▸ WORK REQUIRED: Give the records again exactly, but drop the pictures.

▸ PROVIDED RECORDS:

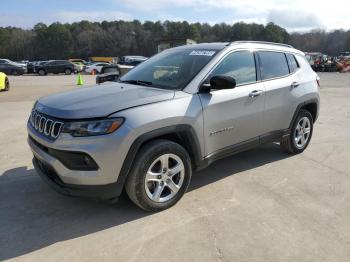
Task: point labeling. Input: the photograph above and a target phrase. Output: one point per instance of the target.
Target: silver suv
(176, 112)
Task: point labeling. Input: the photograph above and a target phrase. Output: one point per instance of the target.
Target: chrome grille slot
(45, 125)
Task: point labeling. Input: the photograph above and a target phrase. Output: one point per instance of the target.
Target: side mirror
(219, 82)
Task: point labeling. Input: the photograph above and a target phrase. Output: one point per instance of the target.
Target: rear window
(292, 62)
(273, 64)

▸ RESPONSE AREA:
Task: point labeling. Input: the photograph above and a target phrase. Output: one point per instance of the target.
Target: silver suv
(176, 112)
Task: point labeling. Input: the photograph above and a target phrase. Output: one point per instance of the target.
Target: chrome grille slot
(45, 125)
Task: point labeling. Input: the photograph above and a target phrase. Output: one point per instance of the target.
Target: side mirror
(219, 82)
Task: point labeling. Input: the photograph above and a target phrase. Output: one point per instance of the target.
Target: rear window
(292, 62)
(273, 64)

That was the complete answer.